### DIRECTIVE
Copy out, word for word, the part of the data below that opens with the line containing "Where can you spot the pedestrian" and runs through the end of the data.

### RECORDS SUPPLIED
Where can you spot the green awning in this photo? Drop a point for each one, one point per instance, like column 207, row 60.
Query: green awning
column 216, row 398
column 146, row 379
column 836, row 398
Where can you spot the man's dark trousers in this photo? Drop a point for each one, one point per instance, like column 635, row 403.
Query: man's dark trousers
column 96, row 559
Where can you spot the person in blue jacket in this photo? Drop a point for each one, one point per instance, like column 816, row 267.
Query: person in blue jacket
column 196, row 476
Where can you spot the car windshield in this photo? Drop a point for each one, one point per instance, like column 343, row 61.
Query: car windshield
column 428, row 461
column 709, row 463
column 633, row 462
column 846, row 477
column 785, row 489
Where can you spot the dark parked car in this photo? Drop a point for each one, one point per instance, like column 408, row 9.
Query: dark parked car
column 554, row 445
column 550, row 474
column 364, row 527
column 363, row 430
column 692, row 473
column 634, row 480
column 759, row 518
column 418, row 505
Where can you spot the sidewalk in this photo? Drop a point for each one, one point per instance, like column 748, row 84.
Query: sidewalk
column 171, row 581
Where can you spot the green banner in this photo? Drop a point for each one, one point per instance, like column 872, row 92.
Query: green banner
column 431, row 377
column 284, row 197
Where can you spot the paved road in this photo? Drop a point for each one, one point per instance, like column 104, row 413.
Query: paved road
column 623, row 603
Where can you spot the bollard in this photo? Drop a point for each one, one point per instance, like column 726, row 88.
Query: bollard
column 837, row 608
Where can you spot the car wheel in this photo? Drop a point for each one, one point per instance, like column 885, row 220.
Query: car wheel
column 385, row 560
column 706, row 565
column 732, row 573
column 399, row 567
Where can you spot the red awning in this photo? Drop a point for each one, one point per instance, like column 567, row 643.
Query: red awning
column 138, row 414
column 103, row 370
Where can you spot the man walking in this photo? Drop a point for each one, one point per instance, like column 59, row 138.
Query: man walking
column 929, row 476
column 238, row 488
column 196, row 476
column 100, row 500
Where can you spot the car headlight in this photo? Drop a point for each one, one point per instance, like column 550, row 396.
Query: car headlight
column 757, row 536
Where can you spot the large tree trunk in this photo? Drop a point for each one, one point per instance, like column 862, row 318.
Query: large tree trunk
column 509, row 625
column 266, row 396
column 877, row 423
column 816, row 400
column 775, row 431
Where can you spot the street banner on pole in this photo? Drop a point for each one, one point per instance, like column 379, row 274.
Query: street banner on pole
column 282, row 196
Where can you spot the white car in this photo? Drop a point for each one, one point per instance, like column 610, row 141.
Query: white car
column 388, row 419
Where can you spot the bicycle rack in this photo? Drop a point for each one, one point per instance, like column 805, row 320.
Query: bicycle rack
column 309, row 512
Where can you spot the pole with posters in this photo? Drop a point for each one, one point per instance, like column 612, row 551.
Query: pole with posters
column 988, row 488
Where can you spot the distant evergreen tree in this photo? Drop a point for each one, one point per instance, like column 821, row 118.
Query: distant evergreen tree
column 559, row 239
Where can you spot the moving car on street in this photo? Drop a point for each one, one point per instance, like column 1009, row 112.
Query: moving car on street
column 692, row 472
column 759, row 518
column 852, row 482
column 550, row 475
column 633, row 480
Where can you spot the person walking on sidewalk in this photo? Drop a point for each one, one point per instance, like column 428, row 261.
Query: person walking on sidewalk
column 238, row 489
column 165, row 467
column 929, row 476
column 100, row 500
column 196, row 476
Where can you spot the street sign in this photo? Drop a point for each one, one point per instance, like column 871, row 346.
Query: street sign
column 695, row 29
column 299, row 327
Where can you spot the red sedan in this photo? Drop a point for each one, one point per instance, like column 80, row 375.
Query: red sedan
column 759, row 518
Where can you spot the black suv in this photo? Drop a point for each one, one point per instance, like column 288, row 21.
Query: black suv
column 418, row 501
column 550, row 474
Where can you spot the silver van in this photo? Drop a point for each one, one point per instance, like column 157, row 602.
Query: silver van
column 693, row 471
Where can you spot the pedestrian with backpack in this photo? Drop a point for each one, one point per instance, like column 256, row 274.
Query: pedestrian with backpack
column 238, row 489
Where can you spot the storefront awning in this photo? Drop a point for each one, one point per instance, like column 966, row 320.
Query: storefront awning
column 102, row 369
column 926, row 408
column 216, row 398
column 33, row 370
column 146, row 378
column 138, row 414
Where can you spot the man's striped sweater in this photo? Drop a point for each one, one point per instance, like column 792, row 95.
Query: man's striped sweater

### RIGHT ANSWER
Where can you spot the pedestrian with backpack in this photo? Drop a point for each one, one point per instance, like column 256, row 274.
Query: pedestrian with backpack
column 238, row 489
Where can you spot the storefront awning in this photo? Drop a point for each one, one point per instance, like column 966, row 320.
Query: storefront awning
column 102, row 369
column 926, row 408
column 216, row 398
column 33, row 370
column 146, row 378
column 138, row 414
Where can you spot the man's striped sweater in this photo? Drop a point for each one, one point per instance, like column 792, row 95.
Query: man's striped sweater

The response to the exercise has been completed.